* **The problem**
In the records below, find the line containing "Target: dry plant stem"; give it again exactly, along with every line that follows, and nothing else.
──────── Listed entries
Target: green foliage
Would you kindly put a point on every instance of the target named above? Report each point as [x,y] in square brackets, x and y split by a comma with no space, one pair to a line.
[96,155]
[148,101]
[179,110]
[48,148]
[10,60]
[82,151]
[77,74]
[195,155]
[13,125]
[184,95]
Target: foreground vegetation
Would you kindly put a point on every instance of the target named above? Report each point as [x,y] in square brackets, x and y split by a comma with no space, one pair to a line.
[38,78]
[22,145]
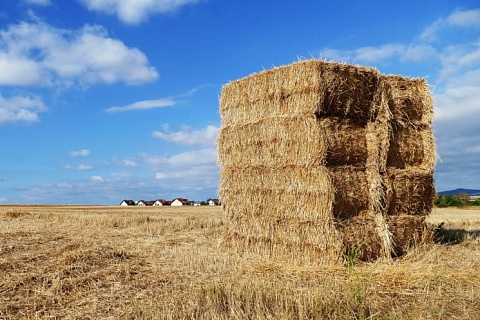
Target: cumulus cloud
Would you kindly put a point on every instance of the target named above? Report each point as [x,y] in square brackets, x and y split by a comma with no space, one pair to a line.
[42,3]
[52,56]
[20,109]
[459,18]
[96,179]
[189,136]
[135,11]
[79,153]
[144,105]
[194,172]
[79,167]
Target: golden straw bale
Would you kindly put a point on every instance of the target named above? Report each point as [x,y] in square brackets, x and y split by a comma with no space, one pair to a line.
[410,101]
[346,142]
[305,87]
[409,191]
[284,91]
[272,142]
[361,238]
[349,91]
[407,232]
[412,147]
[356,190]
[277,237]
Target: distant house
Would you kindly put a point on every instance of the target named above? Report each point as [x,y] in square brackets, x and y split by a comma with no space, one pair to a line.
[182,202]
[143,203]
[213,202]
[162,202]
[127,203]
[177,203]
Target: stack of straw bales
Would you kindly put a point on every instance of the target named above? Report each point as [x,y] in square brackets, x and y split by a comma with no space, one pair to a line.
[319,159]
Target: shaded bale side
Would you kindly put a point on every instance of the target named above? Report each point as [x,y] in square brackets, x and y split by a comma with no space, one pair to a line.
[407,232]
[272,142]
[361,237]
[306,87]
[412,147]
[356,190]
[410,101]
[409,191]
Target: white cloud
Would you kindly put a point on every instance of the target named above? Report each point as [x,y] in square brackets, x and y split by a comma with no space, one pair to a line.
[135,11]
[125,163]
[144,105]
[43,3]
[207,156]
[79,167]
[467,18]
[383,53]
[189,136]
[52,56]
[80,153]
[459,18]
[20,109]
[97,179]
[374,54]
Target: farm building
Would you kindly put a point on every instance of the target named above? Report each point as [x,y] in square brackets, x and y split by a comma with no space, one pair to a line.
[322,159]
[127,203]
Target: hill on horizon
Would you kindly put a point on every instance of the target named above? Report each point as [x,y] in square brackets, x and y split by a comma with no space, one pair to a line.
[471,192]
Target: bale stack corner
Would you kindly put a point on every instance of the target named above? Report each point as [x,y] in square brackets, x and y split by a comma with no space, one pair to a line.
[317,159]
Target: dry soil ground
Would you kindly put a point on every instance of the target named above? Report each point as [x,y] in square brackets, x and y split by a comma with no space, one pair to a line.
[77,262]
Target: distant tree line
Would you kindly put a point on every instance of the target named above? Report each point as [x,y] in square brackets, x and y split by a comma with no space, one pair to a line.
[456,200]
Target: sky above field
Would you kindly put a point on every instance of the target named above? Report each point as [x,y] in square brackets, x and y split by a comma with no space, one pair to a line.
[105,100]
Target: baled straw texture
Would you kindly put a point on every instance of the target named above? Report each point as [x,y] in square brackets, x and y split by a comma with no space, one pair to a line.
[281,210]
[284,91]
[273,142]
[346,142]
[411,147]
[410,101]
[409,191]
[287,192]
[360,236]
[349,92]
[356,190]
[306,87]
[407,232]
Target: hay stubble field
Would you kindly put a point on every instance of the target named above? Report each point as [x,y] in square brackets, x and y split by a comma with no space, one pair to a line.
[82,262]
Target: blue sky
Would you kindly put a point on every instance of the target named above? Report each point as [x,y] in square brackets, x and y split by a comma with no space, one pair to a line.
[102,100]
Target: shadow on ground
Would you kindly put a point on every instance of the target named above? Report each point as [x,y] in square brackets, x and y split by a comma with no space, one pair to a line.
[453,236]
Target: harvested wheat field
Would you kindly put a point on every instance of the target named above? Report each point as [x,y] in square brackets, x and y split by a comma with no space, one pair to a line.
[322,158]
[79,262]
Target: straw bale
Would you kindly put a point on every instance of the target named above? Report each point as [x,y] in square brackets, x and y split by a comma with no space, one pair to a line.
[409,191]
[361,238]
[346,142]
[305,87]
[273,142]
[408,231]
[349,92]
[356,190]
[410,101]
[293,191]
[412,147]
[288,90]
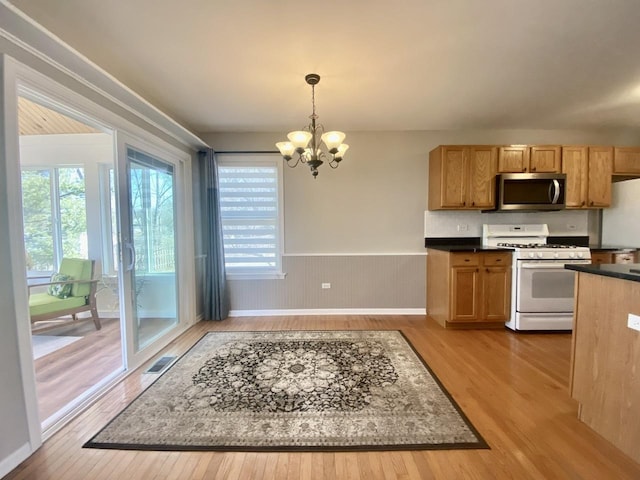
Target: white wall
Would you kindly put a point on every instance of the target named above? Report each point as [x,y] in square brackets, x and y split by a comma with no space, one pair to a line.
[621,222]
[14,425]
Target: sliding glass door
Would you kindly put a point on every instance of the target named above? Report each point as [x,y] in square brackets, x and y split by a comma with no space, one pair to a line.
[152,247]
[149,226]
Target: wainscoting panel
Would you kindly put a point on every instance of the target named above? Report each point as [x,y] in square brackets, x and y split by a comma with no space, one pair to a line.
[388,281]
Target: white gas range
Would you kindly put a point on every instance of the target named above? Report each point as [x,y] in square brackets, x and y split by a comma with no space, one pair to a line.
[541,288]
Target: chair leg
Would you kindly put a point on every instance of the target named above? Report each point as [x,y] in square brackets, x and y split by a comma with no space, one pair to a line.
[96,318]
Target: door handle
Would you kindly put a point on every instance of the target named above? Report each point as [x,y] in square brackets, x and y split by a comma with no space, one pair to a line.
[132,256]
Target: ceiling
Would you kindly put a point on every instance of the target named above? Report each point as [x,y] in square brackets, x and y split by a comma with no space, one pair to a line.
[238,66]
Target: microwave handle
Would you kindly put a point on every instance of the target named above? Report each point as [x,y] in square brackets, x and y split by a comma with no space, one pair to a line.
[554,191]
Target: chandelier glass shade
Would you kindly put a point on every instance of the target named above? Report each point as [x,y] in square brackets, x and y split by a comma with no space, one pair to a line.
[312,145]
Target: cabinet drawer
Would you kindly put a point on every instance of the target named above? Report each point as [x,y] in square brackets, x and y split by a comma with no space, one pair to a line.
[465,259]
[493,259]
[601,257]
[624,257]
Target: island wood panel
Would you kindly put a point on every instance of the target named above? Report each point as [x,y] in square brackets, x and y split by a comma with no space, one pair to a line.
[512,387]
[437,285]
[606,356]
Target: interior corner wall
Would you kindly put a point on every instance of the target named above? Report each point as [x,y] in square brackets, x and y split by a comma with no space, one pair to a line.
[372,207]
[13,415]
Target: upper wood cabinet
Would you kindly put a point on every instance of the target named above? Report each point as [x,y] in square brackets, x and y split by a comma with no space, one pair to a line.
[462,177]
[626,161]
[529,159]
[588,171]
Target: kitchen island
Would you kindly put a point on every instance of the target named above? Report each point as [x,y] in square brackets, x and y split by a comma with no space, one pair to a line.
[605,363]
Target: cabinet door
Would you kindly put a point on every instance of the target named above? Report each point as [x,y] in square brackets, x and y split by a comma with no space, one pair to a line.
[513,159]
[464,294]
[599,185]
[453,191]
[545,159]
[483,164]
[496,294]
[626,161]
[575,165]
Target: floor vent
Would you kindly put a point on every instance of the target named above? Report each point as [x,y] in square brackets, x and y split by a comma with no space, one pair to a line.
[160,365]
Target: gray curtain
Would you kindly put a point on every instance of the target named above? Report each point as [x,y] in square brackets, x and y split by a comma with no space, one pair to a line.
[216,296]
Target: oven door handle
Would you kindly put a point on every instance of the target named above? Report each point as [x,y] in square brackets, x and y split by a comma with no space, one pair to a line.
[536,266]
[554,191]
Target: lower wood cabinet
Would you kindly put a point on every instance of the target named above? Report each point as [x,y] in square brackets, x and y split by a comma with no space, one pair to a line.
[468,290]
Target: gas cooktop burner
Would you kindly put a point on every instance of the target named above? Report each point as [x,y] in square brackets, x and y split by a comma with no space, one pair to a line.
[533,245]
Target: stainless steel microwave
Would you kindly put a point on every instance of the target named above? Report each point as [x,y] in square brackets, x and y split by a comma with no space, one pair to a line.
[530,191]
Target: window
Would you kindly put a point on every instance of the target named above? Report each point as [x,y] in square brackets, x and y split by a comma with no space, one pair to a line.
[55,218]
[250,199]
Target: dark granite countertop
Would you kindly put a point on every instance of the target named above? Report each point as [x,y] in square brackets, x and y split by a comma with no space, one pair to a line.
[612,248]
[628,271]
[468,248]
[459,244]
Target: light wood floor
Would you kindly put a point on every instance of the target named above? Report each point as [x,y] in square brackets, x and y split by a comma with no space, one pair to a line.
[513,388]
[67,373]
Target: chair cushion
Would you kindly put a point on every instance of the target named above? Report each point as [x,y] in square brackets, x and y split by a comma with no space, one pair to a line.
[60,290]
[79,269]
[43,303]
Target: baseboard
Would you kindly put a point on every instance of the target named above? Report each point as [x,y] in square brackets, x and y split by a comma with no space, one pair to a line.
[329,311]
[16,458]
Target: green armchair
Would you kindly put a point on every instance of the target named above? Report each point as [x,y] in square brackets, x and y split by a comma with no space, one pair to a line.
[71,291]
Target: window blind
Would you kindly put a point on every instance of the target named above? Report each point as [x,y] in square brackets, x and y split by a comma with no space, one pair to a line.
[250,218]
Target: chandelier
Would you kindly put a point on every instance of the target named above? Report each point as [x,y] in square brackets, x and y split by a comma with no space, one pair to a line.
[312,145]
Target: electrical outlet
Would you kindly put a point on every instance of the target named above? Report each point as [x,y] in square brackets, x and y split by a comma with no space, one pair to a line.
[634,322]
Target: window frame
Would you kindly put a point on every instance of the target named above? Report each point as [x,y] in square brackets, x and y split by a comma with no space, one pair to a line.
[260,160]
[55,211]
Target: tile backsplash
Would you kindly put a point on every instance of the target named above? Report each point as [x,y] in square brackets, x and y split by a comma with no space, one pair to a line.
[457,223]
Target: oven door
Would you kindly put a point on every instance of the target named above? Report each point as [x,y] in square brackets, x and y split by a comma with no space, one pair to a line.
[545,286]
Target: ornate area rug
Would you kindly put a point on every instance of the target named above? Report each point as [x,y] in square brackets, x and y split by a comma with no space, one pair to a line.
[294,390]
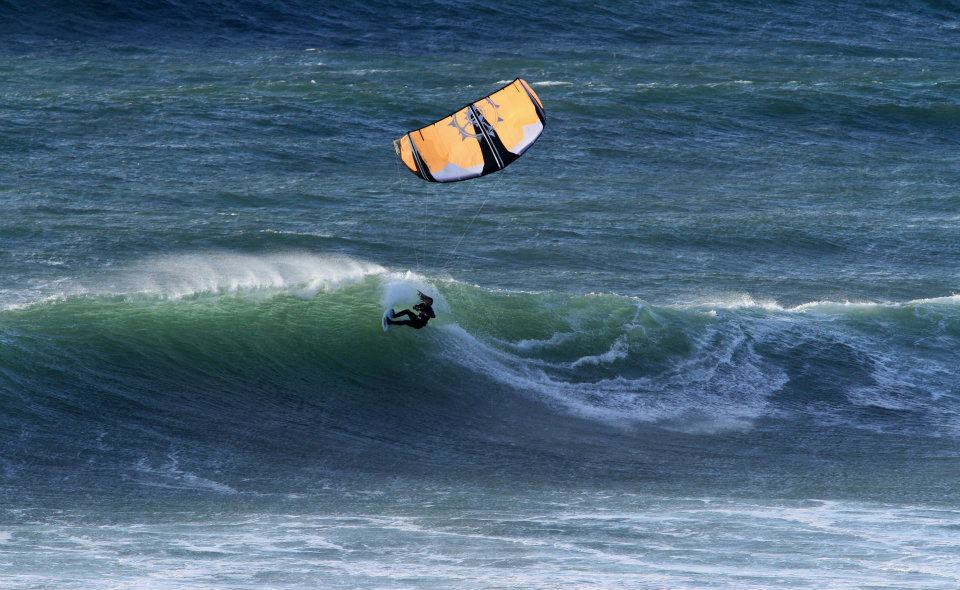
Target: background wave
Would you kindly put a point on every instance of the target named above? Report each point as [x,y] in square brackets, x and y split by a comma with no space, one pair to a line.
[220,360]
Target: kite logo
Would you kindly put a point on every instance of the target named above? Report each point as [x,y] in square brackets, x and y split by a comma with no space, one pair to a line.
[476,119]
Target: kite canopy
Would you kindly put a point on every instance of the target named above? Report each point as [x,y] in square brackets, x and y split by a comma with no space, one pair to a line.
[481,138]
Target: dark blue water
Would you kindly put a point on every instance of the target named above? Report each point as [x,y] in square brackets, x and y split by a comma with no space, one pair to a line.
[705,333]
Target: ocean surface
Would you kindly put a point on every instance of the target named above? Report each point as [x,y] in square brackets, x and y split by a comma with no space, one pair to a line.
[704,334]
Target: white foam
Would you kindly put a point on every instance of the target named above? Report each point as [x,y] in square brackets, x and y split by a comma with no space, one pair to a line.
[723,384]
[178,276]
[618,350]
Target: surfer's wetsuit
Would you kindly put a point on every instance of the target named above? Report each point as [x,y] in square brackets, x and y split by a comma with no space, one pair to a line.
[417,320]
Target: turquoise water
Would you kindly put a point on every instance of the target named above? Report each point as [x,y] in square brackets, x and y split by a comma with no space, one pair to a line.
[704,334]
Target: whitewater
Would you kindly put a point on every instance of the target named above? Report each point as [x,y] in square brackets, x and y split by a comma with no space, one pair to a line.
[704,334]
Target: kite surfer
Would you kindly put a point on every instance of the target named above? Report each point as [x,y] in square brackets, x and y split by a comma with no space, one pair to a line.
[424,313]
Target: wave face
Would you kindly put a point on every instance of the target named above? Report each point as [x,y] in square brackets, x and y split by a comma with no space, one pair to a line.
[235,374]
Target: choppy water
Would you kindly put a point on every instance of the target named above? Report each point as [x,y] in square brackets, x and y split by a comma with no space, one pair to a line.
[704,334]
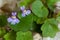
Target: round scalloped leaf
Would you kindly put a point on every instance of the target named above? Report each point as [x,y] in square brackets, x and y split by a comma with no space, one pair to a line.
[38,9]
[49,28]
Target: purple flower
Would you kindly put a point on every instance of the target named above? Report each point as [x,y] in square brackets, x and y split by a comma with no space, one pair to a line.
[22,8]
[26,12]
[14,13]
[13,20]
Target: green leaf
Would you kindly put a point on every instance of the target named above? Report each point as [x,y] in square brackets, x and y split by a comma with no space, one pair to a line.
[25,2]
[58,18]
[2,32]
[51,4]
[24,35]
[3,20]
[10,36]
[24,25]
[38,20]
[38,9]
[49,28]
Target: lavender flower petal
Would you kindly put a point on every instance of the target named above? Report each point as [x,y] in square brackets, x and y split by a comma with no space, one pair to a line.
[22,8]
[13,20]
[9,19]
[28,12]
[14,13]
[23,14]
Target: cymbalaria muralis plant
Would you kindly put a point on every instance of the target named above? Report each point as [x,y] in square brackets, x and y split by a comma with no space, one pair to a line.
[40,16]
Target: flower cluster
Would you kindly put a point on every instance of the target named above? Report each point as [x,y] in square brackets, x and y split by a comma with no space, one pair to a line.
[24,11]
[13,19]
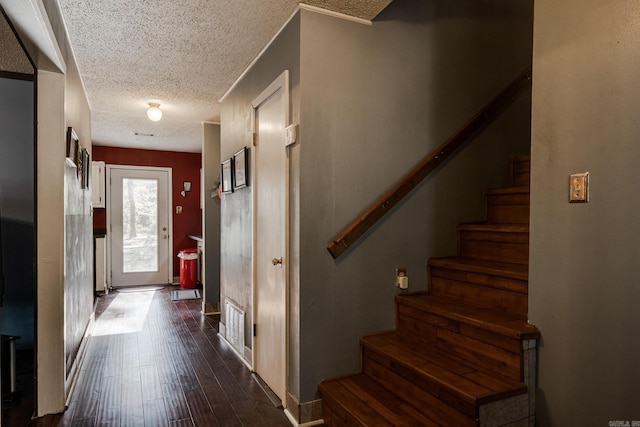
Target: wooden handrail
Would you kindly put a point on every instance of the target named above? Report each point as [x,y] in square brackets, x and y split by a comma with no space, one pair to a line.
[360,226]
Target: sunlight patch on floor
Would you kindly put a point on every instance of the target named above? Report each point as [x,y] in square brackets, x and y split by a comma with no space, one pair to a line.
[119,318]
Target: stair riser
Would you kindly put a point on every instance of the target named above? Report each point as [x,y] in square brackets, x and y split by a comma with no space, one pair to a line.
[508,214]
[424,326]
[480,279]
[496,353]
[520,173]
[480,296]
[494,246]
[335,414]
[434,401]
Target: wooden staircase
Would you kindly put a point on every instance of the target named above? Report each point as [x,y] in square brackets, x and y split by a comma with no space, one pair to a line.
[462,353]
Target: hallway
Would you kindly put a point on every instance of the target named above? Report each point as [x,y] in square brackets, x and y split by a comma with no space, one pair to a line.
[155,362]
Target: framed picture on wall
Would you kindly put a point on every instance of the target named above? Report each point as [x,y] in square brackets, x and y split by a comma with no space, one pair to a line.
[86,172]
[227,176]
[241,169]
[72,147]
[79,164]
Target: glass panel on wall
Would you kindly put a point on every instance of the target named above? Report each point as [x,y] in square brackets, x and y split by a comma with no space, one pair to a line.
[140,225]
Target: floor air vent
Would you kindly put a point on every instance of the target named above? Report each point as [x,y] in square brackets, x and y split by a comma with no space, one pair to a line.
[234,319]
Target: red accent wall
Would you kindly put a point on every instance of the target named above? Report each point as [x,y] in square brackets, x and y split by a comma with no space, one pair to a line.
[185,167]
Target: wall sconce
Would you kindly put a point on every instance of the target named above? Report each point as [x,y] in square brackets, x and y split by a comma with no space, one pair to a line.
[154,112]
[186,187]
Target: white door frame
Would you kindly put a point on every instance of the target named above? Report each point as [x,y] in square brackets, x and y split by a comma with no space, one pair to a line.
[280,83]
[169,213]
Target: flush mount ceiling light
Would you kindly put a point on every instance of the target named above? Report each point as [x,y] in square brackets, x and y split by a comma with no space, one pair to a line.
[154,112]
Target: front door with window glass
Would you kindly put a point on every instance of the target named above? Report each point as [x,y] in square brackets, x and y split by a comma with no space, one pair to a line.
[139,226]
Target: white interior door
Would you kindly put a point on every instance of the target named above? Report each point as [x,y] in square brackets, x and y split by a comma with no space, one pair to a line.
[270,218]
[139,226]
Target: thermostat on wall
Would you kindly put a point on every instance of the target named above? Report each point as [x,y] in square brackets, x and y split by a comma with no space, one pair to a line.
[291,135]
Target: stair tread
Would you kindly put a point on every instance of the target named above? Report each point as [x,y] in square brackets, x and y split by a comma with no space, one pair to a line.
[494,227]
[507,190]
[501,323]
[495,268]
[372,404]
[451,375]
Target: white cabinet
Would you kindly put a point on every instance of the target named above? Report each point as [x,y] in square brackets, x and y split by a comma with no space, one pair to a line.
[98,184]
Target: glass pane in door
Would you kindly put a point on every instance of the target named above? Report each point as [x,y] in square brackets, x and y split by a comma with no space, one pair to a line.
[139,225]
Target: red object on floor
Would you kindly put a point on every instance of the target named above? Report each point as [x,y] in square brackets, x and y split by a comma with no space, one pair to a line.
[188,268]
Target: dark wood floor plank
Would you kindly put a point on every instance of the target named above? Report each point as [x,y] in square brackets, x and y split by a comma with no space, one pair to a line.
[155,362]
[151,388]
[201,411]
[110,401]
[154,413]
[175,402]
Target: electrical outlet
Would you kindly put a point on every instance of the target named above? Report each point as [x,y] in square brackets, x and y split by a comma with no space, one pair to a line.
[579,187]
[402,281]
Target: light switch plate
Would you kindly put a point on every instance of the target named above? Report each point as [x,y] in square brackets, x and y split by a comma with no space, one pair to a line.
[579,187]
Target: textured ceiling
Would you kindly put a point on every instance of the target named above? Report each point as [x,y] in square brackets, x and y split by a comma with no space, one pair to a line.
[13,58]
[183,54]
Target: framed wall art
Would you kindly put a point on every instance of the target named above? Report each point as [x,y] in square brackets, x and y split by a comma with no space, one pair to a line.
[227,176]
[72,147]
[241,169]
[84,181]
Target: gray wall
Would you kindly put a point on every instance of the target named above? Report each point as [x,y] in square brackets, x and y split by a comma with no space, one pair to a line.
[211,215]
[371,101]
[583,285]
[78,226]
[17,206]
[375,100]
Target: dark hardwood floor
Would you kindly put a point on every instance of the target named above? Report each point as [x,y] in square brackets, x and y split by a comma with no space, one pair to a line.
[155,362]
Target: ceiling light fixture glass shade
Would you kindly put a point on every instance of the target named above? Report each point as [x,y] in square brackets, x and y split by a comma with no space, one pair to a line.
[154,112]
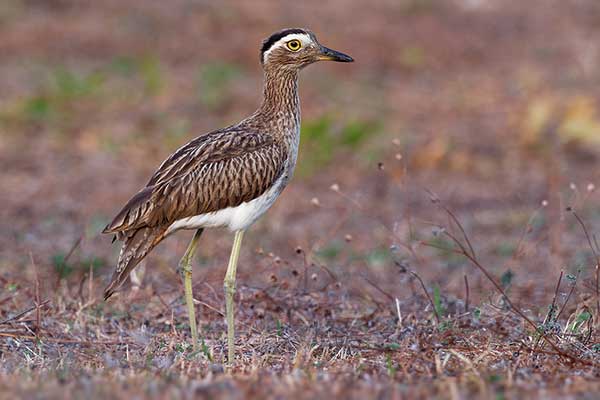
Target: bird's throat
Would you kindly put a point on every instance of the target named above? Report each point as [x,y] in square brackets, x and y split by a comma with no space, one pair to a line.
[280,94]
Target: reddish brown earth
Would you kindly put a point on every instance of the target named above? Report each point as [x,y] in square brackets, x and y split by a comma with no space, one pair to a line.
[353,285]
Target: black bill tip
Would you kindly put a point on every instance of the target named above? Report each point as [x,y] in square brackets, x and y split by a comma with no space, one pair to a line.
[333,55]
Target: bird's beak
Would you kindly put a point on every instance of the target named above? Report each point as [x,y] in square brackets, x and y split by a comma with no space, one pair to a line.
[327,54]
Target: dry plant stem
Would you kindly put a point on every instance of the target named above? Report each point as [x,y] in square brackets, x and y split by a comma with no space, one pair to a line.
[550,316]
[37,298]
[596,256]
[437,317]
[466,293]
[471,257]
[556,291]
[186,271]
[568,296]
[22,313]
[513,307]
[229,285]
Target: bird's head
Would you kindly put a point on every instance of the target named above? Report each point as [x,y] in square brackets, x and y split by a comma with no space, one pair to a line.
[295,49]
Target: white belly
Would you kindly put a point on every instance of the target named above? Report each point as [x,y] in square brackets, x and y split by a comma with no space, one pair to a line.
[234,218]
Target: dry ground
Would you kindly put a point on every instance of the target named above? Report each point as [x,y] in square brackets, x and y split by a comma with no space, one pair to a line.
[464,142]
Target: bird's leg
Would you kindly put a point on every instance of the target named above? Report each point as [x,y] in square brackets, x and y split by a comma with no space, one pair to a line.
[185,266]
[229,285]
────────────────
* **Final result**
Target: dry plant stem
Would you kindly put a point on every instance of the target named above? Report each point as [x,y] in square brackets, x and y split by a comma with no space, one pair to a line.
[550,316]
[37,298]
[596,256]
[437,317]
[466,293]
[471,257]
[556,291]
[186,271]
[568,296]
[22,313]
[513,307]
[229,285]
Target: bird's head
Would you kindly put a point on every instance of the target named above? Report each point as [x,y] in square brackets, x and y split by a comma with no space, one pair to a line.
[295,49]
Target: white belly
Would you kindly put a point on every instance of the target named above? Report each point as [x,y] in square brackets, x and y split by a comma with no space, one pair to a line.
[234,218]
Target: dry ground
Would you kindly put a point on every instance of the target named above? Report each point as [x,y] in square brackets, x and y split by a comma with no space, one pair to a line.
[464,142]
Target: bird's leg
Would you kindly put a point on every instance of the target named above? Report each point as [x,y] in square brackets, x and y split by a comma with no space, one pair to a line.
[185,266]
[229,285]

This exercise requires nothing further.